**Directions for this task**
Transcribe the records below word for word, leaving the pictures out of your answer.

**Data shown**
------------------------
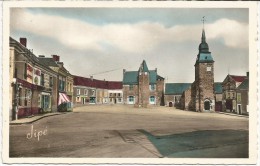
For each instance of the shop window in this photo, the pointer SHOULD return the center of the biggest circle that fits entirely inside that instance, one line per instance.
(51, 81)
(45, 101)
(131, 98)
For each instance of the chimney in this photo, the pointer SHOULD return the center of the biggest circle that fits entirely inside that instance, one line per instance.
------------------------
**Answer to the problem**
For each instance of the shop window in this photo, the pointer SHOULD return the center of the biggest circle that fits entirely inside that instance, one line per instance.
(51, 81)
(45, 101)
(131, 98)
For each instance of the chimney in this photo, the pointer SHOULD return the center of the biggest circle that fits entirely inside that instance, one line per instance.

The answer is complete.